**GIVEN TASK**
Please copy the listing below line for line, without any changes, but omit the pictures.

**Excerpts of annotation records**
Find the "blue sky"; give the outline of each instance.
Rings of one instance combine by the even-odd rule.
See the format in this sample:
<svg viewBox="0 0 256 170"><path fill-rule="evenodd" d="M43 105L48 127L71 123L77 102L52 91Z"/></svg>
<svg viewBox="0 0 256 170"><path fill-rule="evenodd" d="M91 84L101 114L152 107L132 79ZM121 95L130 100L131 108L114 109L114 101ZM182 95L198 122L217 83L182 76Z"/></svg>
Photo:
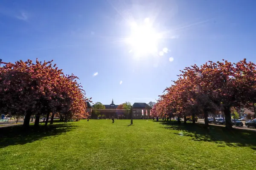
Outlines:
<svg viewBox="0 0 256 170"><path fill-rule="evenodd" d="M255 6L250 0L2 0L0 58L53 60L79 77L93 102L148 102L185 67L222 59L256 62ZM131 24L146 18L161 36L157 51L140 55L140 41L127 40Z"/></svg>

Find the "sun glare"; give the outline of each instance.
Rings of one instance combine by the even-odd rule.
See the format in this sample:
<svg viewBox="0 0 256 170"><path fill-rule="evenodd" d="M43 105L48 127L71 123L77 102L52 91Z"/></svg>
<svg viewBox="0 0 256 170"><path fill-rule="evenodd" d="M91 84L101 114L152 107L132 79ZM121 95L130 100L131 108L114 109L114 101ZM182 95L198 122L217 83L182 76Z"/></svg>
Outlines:
<svg viewBox="0 0 256 170"><path fill-rule="evenodd" d="M132 23L131 30L131 36L127 41L132 51L140 57L157 54L158 41L162 36L153 28L149 18L145 18L144 23L140 25Z"/></svg>

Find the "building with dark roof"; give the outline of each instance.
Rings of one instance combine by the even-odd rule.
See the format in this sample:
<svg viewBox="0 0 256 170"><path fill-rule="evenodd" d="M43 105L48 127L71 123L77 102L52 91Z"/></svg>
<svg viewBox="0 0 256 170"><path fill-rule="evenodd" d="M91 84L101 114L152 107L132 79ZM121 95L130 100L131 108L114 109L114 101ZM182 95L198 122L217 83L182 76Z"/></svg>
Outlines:
<svg viewBox="0 0 256 170"><path fill-rule="evenodd" d="M87 112L88 112L89 115L91 115L92 112L93 111L93 107L89 102L86 102L86 104L87 105Z"/></svg>
<svg viewBox="0 0 256 170"><path fill-rule="evenodd" d="M131 110L133 119L150 119L150 107L146 103L134 103Z"/></svg>
<svg viewBox="0 0 256 170"><path fill-rule="evenodd" d="M130 110L117 109L119 105L115 105L113 99L110 104L103 105L105 106L105 109L96 109L93 108L94 105L91 106L89 103L89 105L87 104L87 106L89 105L90 106L90 108L89 107L90 112L88 111L88 106L87 112L89 113L90 117L92 119L96 119L98 117L111 119L113 117L117 119L130 119L131 116L133 116L133 119L134 119L151 118L150 110L151 108L146 103L134 103Z"/></svg>

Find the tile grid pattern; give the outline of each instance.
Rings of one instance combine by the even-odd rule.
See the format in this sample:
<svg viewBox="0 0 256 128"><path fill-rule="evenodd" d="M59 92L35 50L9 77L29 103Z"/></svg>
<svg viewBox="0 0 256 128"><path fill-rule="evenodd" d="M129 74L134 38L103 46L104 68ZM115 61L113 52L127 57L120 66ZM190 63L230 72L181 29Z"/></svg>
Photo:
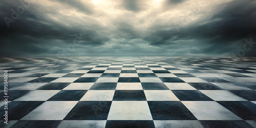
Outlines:
<svg viewBox="0 0 256 128"><path fill-rule="evenodd" d="M6 127L255 127L256 58L0 59ZM3 86L0 91L4 94ZM3 110L3 96L0 98ZM0 112L3 119L4 111Z"/></svg>

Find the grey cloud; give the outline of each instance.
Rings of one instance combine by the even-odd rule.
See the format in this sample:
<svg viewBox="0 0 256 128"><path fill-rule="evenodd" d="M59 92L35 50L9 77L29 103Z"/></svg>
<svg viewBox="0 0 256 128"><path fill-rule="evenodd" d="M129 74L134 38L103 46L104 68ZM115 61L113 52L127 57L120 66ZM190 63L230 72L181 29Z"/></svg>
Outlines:
<svg viewBox="0 0 256 128"><path fill-rule="evenodd" d="M112 1L115 4L113 8L116 8L109 10L103 8L104 5L81 1L54 2L59 3L56 8L41 7L44 2L41 5L31 3L9 28L3 18L10 17L11 9L20 4L14 1L1 2L0 55L56 55L72 45L80 33L82 35L81 44L70 51L71 55L230 55L243 48L245 39L256 37L256 3L253 1L233 1L221 8L215 7L212 14L204 14L205 17L196 20L190 19L190 24L180 27L179 31L173 22L179 19L179 15L161 15L175 9L183 10L182 4L188 0L163 1L159 8L173 8L154 10L146 6L150 5L148 1L122 1L121 5ZM166 2L169 4L163 5ZM156 4L152 4L155 8ZM99 6L102 9L96 7ZM70 16L57 11L65 12L70 8L78 11L72 12ZM122 8L131 11L120 9ZM201 11L208 9L205 8ZM116 10L108 12L112 9ZM120 15L115 17L112 13ZM138 21L144 21L145 25ZM256 56L255 50L256 46L252 47L246 55Z"/></svg>

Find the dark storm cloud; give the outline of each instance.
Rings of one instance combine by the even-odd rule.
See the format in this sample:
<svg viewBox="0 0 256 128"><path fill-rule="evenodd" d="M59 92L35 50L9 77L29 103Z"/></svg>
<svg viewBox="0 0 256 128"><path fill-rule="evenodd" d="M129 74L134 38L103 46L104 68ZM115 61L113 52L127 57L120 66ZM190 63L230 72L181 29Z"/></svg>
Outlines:
<svg viewBox="0 0 256 128"><path fill-rule="evenodd" d="M138 11L141 9L141 7L138 5L138 1L130 0L122 1L122 6L126 9L129 11Z"/></svg>
<svg viewBox="0 0 256 128"><path fill-rule="evenodd" d="M256 37L254 1L30 2L7 27L4 17L22 4L0 2L0 55L54 55L72 46L73 55L229 55Z"/></svg>
<svg viewBox="0 0 256 128"><path fill-rule="evenodd" d="M66 4L67 7L72 6L78 11L85 12L88 14L91 14L93 13L93 9L90 7L89 4L83 4L78 1L57 0L57 1Z"/></svg>

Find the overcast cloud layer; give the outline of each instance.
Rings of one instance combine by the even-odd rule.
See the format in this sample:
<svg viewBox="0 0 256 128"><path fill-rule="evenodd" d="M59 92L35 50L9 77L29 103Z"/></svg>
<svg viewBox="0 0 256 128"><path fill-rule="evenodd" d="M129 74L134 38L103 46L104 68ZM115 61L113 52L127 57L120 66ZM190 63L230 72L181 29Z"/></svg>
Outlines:
<svg viewBox="0 0 256 128"><path fill-rule="evenodd" d="M256 56L254 0L21 2L0 1L0 56Z"/></svg>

**ANSWER**
Find the "blue sky"; give the outline of each instance.
Rings of one instance combine by the even-odd rule.
See the format in this sample:
<svg viewBox="0 0 256 170"><path fill-rule="evenodd" d="M43 105L48 127L71 123L77 102L52 91Z"/></svg>
<svg viewBox="0 0 256 170"><path fill-rule="evenodd" d="M91 84L101 114L152 107L132 79ZM121 95L130 100L131 108L114 109L114 101ZM182 95L198 122L217 83L182 76Z"/></svg>
Photo:
Outlines:
<svg viewBox="0 0 256 170"><path fill-rule="evenodd" d="M255 6L250 0L2 0L0 58L53 60L79 77L93 102L148 102L185 67L222 59L256 62ZM131 24L146 18L161 36L157 51L140 55L140 41L127 40Z"/></svg>

Find the "sun glare"; give the outline of each instance.
Rings of one instance combine by the even-odd rule.
See the format in this sample:
<svg viewBox="0 0 256 170"><path fill-rule="evenodd" d="M43 105L48 127L71 123L77 102L52 91Z"/></svg>
<svg viewBox="0 0 256 170"><path fill-rule="evenodd" d="M91 84L101 114L152 107L132 79ZM121 95L130 100L131 108L114 109L114 101ZM182 95L198 122L217 83L182 76Z"/></svg>
Outlines:
<svg viewBox="0 0 256 170"><path fill-rule="evenodd" d="M132 23L131 30L131 36L127 41L132 51L140 57L157 54L158 41L162 36L153 28L149 18L145 18L144 23L140 25Z"/></svg>

Find the "building with dark roof"; give the outline of each instance.
Rings of one instance combine by the even-odd rule.
See the format in this sample:
<svg viewBox="0 0 256 170"><path fill-rule="evenodd" d="M43 105L48 127L71 123L77 102L52 91Z"/></svg>
<svg viewBox="0 0 256 170"><path fill-rule="evenodd" d="M91 84L101 114L152 107L132 79ZM121 95L130 100L131 108L114 109L114 101ZM182 95L198 122L217 83L182 76Z"/></svg>
Outlines:
<svg viewBox="0 0 256 170"><path fill-rule="evenodd" d="M87 112L88 112L89 115L91 115L92 112L93 111L93 107L89 102L86 102L86 104L87 105Z"/></svg>
<svg viewBox="0 0 256 170"><path fill-rule="evenodd" d="M131 110L133 119L150 119L150 107L146 103L134 103Z"/></svg>
<svg viewBox="0 0 256 170"><path fill-rule="evenodd" d="M130 110L117 109L119 105L115 105L113 99L110 104L103 105L105 106L105 109L96 109L93 108L94 105L91 106L89 103L89 105L87 104L87 106L89 105L90 106L90 108L89 107L90 112L88 111L88 106L87 112L89 113L90 117L92 119L96 119L98 117L111 119L113 117L117 119L130 119L131 116L133 116L133 119L134 119L151 118L150 110L151 108L146 103L134 103Z"/></svg>

Find the tile grid pattern; give the outline of each instance.
Rings of one instance combine by the even-odd rule.
See the format in this sample:
<svg viewBox="0 0 256 128"><path fill-rule="evenodd" d="M59 92L35 50L9 77L29 103Z"/></svg>
<svg viewBox="0 0 256 128"><path fill-rule="evenodd" d="M129 74L134 38L103 46L104 68ZM115 61L113 52L127 57L120 66ZM190 63L230 72L181 29Z"/></svg>
Photo:
Outlines:
<svg viewBox="0 0 256 128"><path fill-rule="evenodd" d="M6 127L255 127L256 58L0 59ZM3 86L0 91L4 94ZM3 110L3 96L0 98ZM0 112L3 119L4 111Z"/></svg>

Find the grey cloud; give the outline of each instance.
Rings of one instance combine by the even-odd rule.
See the format in this sample:
<svg viewBox="0 0 256 128"><path fill-rule="evenodd" d="M59 92L35 50L9 77L29 103Z"/></svg>
<svg viewBox="0 0 256 128"><path fill-rule="evenodd" d="M129 74L134 38L103 46L104 68ZM115 61L113 52L127 57L120 66ZM190 63L230 72L181 29Z"/></svg>
Outlines:
<svg viewBox="0 0 256 128"><path fill-rule="evenodd" d="M112 1L115 4L113 8L116 8L109 10L103 8L104 5L81 1L54 2L59 3L56 8L41 7L44 2L41 5L31 3L9 28L3 18L10 17L11 9L20 4L14 1L1 2L0 55L56 55L72 45L80 33L82 35L81 44L70 51L71 55L230 55L243 48L245 39L256 37L256 3L253 1L233 1L221 8L215 7L212 14L204 14L205 17L196 20L190 19L190 24L180 27L179 31L173 22L179 19L179 15L161 15L175 9L183 10L182 4L188 0L163 1L159 8L173 8L154 10L146 6L150 5L148 1L122 1L121 5ZM166 2L169 4L163 5ZM156 4L152 4L155 8ZM99 6L102 9L96 7ZM70 16L57 11L65 12L70 8L78 11L72 12ZM122 8L131 11L120 9ZM201 11L208 9L205 8ZM116 10L108 12L112 9ZM120 15L115 17L112 13ZM138 21L144 21L145 25ZM256 56L255 50L256 46L252 47L246 55Z"/></svg>

Find the dark storm cloud; give the outline of each instance.
Rings of one instance combine by the even-odd rule.
See the format in this sample:
<svg viewBox="0 0 256 128"><path fill-rule="evenodd" d="M59 92L35 50L9 77L29 103Z"/></svg>
<svg viewBox="0 0 256 128"><path fill-rule="evenodd" d="M129 74L134 38L103 46L104 68ZM115 61L113 52L127 57L120 66ZM190 63L230 72L181 29Z"/></svg>
Outlines:
<svg viewBox="0 0 256 128"><path fill-rule="evenodd" d="M138 11L141 9L141 7L138 5L138 1L130 0L122 1L122 6L126 9L129 11Z"/></svg>
<svg viewBox="0 0 256 128"><path fill-rule="evenodd" d="M256 37L254 1L30 2L7 27L4 17L22 4L0 2L0 55L54 55L72 46L73 55L229 55Z"/></svg>
<svg viewBox="0 0 256 128"><path fill-rule="evenodd" d="M66 4L67 7L72 6L78 11L85 12L88 14L91 14L93 13L93 9L90 7L89 4L83 4L78 1L57 0L57 1Z"/></svg>

Find the overcast cloud layer; give the outline of each instance.
Rings of one instance combine by the even-odd rule.
See the format in this sample:
<svg viewBox="0 0 256 128"><path fill-rule="evenodd" d="M59 92L35 50L9 77L29 103Z"/></svg>
<svg viewBox="0 0 256 128"><path fill-rule="evenodd" d="M129 74L134 38L103 46L104 68ZM115 61L113 52L127 57L120 66ZM190 63L230 72L181 29Z"/></svg>
Outlines:
<svg viewBox="0 0 256 128"><path fill-rule="evenodd" d="M256 56L254 0L21 2L0 1L0 56Z"/></svg>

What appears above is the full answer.